* Directive:
Render every line of the entries below as a single numbered list, omitting any blank lines.

* Provided entries:
»»

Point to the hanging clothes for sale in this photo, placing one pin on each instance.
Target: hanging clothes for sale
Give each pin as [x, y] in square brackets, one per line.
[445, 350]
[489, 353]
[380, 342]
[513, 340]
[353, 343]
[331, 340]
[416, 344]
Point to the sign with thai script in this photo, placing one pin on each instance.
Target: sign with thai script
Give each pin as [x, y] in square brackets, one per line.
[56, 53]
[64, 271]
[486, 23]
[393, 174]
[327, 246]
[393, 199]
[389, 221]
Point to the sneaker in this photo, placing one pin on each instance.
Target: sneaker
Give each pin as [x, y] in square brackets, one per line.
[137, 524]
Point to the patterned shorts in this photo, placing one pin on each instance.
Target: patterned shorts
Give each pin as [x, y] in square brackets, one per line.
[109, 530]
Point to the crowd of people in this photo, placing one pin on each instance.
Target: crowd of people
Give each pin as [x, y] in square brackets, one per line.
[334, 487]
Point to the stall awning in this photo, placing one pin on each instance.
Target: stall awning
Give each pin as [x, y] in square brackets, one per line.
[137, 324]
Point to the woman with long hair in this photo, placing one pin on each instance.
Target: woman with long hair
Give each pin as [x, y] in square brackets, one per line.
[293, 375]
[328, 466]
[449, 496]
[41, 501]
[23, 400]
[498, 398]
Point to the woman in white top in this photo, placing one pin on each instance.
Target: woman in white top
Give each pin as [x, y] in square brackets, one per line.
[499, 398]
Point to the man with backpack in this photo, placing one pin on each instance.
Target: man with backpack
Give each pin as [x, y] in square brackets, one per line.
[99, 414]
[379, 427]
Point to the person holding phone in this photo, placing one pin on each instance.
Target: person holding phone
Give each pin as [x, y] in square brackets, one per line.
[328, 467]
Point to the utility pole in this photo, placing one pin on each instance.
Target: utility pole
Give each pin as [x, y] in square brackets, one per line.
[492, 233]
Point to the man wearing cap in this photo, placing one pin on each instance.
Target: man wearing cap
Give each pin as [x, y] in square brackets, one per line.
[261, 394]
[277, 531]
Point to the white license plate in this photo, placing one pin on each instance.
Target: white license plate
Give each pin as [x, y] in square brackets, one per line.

««

* Answer to this exercise:
1. Point to the hanging clothes for sale in this photo, placing one pin on each instance.
2. Target: hanging clothes for sale
3. Give each pin as [x, y] in square brackets, one per line.
4. [445, 350]
5. [489, 353]
6. [380, 342]
7. [513, 340]
8. [353, 343]
9. [331, 340]
10. [416, 344]
11. Point to the sign with thai script in this photo, placing one pin on each instance.
12. Target: sign with thai script
13. Give each pin as [x, y] in square brackets, one per line.
14. [56, 53]
15. [64, 271]
16. [486, 23]
17. [393, 174]
18. [327, 246]
19. [393, 199]
20. [389, 221]
21. Point to the sneaker in this photo, placing one pin on each instance.
22. Target: sneaker
23. Give each pin as [x, y] in square brackets, one per line.
24. [137, 524]
25. Point to the patterned shorts in this photo, placing one pin on each instance.
26. Target: patterned shorts
27. Give each pin as [x, y] in square brackets, one per line.
28. [109, 530]
29. Point to the crowd of people in this photo, placing one pin on each instance.
30. Target: crowd of people
31. Give each pin as [x, y] in square brackets, one per line.
32. [334, 487]
33. Point to the stall awning in this photo, placing one pin on each instance.
34. Target: stall awning
35. Give each pin as [x, y] in square brackets, one per line.
36. [137, 324]
37. Point to the woman with long hair in this photo, placing one pin on each instance.
38. Target: woman with long hair
39. Give each pin as [x, y] in square brackets, one per line.
40. [293, 375]
41. [328, 466]
42. [449, 496]
43. [41, 501]
44. [23, 400]
45. [498, 398]
46. Point to the woman in white top in this photo, placing one pin on each instance.
47. Target: woman in white top
48. Give each pin as [x, y] in square brackets, one per line.
49. [499, 398]
50. Point to the man with backpack in this photo, placing one pin on each instance.
51. Target: man with backpack
52. Give each pin as [x, y] in square brackets, one per line.
53. [99, 414]
54. [379, 427]
55. Point to the person holding phone in this photo, placing one pin on each instance.
56. Target: person holding phone
57. Give each pin as [x, y] in square brackets, one per line.
58. [328, 467]
59. Point to the utility pole in this photo, placing one pin on each instance.
60. Target: utility pole
61. Give each pin as [x, y] in square brackets, one per line.
62. [492, 233]
63. Point to the man wearing cap in this photo, placing one pin on each instance.
64. Target: man wearing cap
65. Give each pin as [x, y] in square brackets, one per line.
66. [261, 394]
67. [277, 531]
68. Point to the white license plate in this photo, placing one pin on each instance.
69. Target: white license plate
70. Give each pin as [x, y] in square brackets, one per line.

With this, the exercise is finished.